::: MATERIAL PROVIDED :::

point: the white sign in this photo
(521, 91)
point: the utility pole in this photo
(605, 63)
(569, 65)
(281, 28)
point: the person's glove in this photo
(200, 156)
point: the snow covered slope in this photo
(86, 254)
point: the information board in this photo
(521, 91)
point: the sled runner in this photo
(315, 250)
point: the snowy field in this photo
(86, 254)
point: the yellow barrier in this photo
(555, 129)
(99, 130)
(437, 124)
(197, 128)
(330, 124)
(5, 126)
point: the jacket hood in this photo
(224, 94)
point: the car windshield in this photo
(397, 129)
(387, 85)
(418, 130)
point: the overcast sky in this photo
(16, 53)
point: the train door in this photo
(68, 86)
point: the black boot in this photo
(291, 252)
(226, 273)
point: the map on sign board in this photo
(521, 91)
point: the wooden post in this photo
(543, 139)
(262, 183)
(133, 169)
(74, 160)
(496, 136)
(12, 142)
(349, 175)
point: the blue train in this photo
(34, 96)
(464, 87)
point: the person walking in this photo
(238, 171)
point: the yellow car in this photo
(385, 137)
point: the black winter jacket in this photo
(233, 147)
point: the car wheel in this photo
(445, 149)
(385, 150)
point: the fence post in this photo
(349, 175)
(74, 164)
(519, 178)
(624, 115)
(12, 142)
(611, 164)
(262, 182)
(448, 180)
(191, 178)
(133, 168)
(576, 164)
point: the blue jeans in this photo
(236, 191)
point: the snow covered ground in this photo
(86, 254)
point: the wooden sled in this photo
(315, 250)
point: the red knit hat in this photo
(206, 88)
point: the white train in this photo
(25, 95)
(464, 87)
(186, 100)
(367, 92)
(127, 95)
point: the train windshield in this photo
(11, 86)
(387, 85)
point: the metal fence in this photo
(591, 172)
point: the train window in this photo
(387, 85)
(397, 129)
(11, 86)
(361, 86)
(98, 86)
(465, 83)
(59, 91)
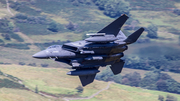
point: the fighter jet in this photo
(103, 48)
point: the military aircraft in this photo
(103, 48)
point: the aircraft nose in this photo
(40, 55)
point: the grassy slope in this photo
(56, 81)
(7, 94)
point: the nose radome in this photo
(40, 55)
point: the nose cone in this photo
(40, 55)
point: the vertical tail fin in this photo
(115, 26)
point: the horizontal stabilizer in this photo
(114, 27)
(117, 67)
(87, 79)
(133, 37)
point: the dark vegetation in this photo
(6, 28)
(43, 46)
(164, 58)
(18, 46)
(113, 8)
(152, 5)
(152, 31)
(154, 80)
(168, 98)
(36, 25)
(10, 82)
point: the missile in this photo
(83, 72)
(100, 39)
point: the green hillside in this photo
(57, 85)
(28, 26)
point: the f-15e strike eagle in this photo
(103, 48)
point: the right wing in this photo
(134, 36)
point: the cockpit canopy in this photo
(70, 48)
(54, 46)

:::

> _GOAL_: Please rewrite the items from the line with "point: the green hillside in this photo" through the end, replacing "right wing" with "left wing" and leaving everything else unchanged.

> _ANSWER TO THIS PROBLEM_:
point: the green hillside in this photo
(57, 85)
(28, 26)
point: the f-15e strike eagle in this photo
(103, 48)
point: the left wing in this photo
(134, 36)
point: the cockpit canopy in this photo
(70, 48)
(54, 46)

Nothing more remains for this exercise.